** start of Text provided **

There are a number of survival flicks from over in the UK that are pretty good jist google em. I downloaded a bunch and liked them all. 

I recently watched some survival movie where everyone was on a train, and that they were the only humans left. Kinda far fetched but a very good study on social classes and how things are now. 

The hunger games while not directly survival as its about the games show many living in squalor while the haves live lives of excess. Nice parody on our current economic capitalist way of life.


----------



## A Watchman (Sep 14, 2015)

^^^^^^^ As I have said before, It don't get any better than Book of Eli. Many truths are in this glimpse of a post SHTF world.


----------



## Fuser1983 (Jul 8, 2016)

Found this one last night, and it was pretty decent.


----------



## Steve40th (Aug 17, 2016)

My wife and I go through stages of various shows to watch. Well, The Walking Dead came up and we started watching it. Seems like they dont drink much water, and eat fish out of a quarry. I am hoping it shows some survival techniques, which is important as a contingency when prepping isnt enough.


----------



## 1775Firearms (Aug 16, 2016)

** end of Text provided **

> _Goal 1_: Do the following statements agree with the forum thread? For each, answer yes or no and quote the words of the forum thread that decide it. (a) The movie about people on a train is called far fetched. (b) A Watchman posted on Jul 8, 2016. (c) Steve40th started watching The Walking Dead with his wife.
> _Goal 2_: Could you repeat the forum thread between "Found this one" and "prepping isnt enough.", inclusive, substituting "river" for "quarry"?
> _Goal 3_: How would you translate this sentence from the forum thread into Spanish: "Seems like they dont drink much water, and eat fish out of a quarry."?

** start of Stored records **

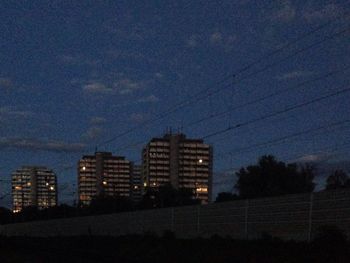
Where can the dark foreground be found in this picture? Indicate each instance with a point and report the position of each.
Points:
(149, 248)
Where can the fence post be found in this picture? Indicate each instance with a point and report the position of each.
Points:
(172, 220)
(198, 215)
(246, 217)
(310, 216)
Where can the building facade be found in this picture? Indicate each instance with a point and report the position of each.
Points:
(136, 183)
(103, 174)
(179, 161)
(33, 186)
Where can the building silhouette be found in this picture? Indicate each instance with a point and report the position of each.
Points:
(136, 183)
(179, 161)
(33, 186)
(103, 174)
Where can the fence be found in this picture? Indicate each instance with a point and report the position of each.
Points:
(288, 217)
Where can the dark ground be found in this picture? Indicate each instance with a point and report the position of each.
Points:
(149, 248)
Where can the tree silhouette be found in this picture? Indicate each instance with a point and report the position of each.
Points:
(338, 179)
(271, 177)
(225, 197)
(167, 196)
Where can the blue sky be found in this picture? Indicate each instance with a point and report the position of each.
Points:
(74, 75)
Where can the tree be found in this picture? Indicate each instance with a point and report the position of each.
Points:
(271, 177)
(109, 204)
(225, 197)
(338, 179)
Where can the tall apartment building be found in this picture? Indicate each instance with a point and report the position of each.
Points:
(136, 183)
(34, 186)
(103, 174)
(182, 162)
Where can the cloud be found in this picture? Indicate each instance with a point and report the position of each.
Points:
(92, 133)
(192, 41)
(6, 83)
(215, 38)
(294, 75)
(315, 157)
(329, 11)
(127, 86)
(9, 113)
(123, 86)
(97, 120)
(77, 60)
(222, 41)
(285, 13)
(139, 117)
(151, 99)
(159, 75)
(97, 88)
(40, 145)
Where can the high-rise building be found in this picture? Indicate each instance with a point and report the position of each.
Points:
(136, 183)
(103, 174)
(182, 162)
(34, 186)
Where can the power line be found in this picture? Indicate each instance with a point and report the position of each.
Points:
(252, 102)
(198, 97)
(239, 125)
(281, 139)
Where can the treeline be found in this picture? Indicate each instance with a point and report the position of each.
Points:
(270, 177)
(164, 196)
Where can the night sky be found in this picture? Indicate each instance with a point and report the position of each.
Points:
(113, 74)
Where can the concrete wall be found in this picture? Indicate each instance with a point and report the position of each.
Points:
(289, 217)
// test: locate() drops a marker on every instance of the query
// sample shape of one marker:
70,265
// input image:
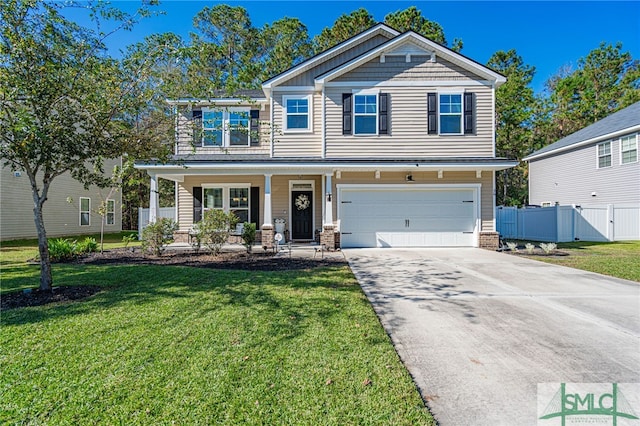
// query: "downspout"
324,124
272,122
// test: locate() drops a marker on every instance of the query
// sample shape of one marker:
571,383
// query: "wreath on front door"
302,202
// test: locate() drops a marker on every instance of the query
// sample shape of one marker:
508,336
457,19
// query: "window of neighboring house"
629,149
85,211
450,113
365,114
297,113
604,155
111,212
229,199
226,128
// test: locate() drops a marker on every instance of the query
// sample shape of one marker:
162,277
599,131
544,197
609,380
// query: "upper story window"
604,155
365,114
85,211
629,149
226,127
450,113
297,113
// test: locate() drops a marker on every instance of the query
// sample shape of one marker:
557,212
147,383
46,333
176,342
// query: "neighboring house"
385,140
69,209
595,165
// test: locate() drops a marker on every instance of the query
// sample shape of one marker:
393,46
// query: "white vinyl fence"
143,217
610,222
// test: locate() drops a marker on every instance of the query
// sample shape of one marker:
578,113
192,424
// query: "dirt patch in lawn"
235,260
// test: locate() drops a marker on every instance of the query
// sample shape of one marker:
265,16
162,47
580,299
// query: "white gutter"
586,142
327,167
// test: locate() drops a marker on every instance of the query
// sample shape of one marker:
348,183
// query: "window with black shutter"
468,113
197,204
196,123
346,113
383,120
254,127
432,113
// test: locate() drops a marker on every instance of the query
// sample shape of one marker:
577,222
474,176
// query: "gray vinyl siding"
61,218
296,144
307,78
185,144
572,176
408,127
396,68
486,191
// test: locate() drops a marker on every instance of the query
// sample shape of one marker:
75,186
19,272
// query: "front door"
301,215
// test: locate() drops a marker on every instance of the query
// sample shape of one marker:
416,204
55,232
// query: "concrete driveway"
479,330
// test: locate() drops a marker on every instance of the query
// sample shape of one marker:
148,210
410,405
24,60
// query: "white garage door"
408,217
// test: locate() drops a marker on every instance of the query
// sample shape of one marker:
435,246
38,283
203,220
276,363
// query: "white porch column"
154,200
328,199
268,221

** end of Stored records **

> _Task output 1_:
(a) Yes: "Kinda far fetched but a very good study on social classes and how things are now."
(b) No: "## A Watchman (Sep 14, 2015)"
(c) Yes: "My wife and I go through stages of various shows to watch. Well, The Walking Dead came up and we started watching it."

> _Task output 2_:
Found this one last night, and it was pretty decent.


----------



## Steve40th (Aug 17, 2016)

My wife and I go through stages of various shows to watch. Well, The Walking Dead came up and we started watching it. Seems like they dont drink much water, and eat fish out of a river. I am hoping it shows some survival techniques, which is important as a contingency when prepping isnt enough.

> _Task output 3_: Parece que no beben mucha agua y comen pescado de una cantera.